# [Provided data]
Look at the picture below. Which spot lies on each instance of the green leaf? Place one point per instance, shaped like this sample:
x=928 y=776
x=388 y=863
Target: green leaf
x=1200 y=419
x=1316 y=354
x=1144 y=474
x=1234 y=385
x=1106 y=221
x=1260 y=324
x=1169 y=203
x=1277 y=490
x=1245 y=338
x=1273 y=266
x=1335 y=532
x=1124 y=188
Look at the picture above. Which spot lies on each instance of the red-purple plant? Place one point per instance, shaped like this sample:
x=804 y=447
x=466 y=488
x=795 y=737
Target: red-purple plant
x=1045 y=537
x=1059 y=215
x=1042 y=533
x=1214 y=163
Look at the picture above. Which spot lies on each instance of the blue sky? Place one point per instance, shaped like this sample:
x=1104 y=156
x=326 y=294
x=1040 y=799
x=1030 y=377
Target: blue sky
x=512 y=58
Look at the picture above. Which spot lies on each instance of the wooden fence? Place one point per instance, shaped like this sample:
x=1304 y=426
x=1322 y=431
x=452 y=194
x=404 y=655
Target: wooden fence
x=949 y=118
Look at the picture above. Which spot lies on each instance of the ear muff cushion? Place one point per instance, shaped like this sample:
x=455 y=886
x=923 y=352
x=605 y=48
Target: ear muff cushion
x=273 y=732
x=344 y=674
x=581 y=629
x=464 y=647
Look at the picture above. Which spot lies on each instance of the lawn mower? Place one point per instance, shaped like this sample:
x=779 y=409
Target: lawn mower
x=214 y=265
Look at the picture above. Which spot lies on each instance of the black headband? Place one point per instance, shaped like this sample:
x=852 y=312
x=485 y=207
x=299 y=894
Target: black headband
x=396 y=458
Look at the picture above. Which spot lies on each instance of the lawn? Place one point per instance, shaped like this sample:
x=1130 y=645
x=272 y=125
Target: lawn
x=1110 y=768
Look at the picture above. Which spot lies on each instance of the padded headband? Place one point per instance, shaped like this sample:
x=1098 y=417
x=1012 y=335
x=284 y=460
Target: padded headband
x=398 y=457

# [The task]
Write the data back out verbatim.

# [Task answer]
Look at the picture below. Which spot lies on each instance of the green leaf? Place one point per instance, shaped like this sample:
x=928 y=776
x=388 y=863
Target: green leaf
x=1200 y=419
x=1316 y=354
x=1144 y=474
x=1234 y=385
x=1106 y=221
x=1260 y=324
x=1169 y=203
x=1277 y=490
x=1245 y=338
x=1273 y=266
x=1335 y=532
x=1124 y=188
Look at the picture above. Which spot lies on each instance of the red-purple plant? Place one point per instance, shaped like this sample:
x=804 y=447
x=466 y=488
x=795 y=737
Target: red-purple plant
x=1045 y=537
x=1059 y=215
x=1042 y=533
x=1214 y=163
Look at the picture above. Which spot lies on each instance of the blue sky? Place one point per instance, shaped like this sample:
x=1104 y=156
x=326 y=294
x=1040 y=799
x=1030 y=377
Target: blue sky
x=512 y=58
Look at the picture above. Which spot lies on each instance of the wooden fence? Place one point per instance, shaped like this sample:
x=1304 y=426
x=1322 y=431
x=452 y=194
x=404 y=655
Target: wooden fence
x=949 y=118
Look at the picture above. Which spot lies on each instance of the ear muff cushion? Place one point per instance, shaped like this sample:
x=455 y=886
x=923 y=352
x=605 y=48
Target: ear muff cushion
x=273 y=732
x=344 y=674
x=581 y=629
x=464 y=647
Look at the picture above. Which spot lies on each instance of the lawn mower? Place one point per instance, shaped like this sample:
x=779 y=409
Target: lawn mower
x=214 y=265
Look at the picture above. Which spot lies on each instance of the black headband? Place one point per instance, shaped like this sample:
x=852 y=312
x=485 y=207
x=299 y=894
Target: black headband
x=396 y=458
Look at the picture above. Which spot lies on each instance of the lawn? Place one point per instance, shaped like this sample:
x=1130 y=645
x=272 y=125
Target: lawn
x=1110 y=768
Look at the picture above. Which spot lies on each instance of the padded headband? Place one point per instance, shaped like this sample:
x=1098 y=417
x=1012 y=335
x=284 y=460
Target: padded headband
x=398 y=457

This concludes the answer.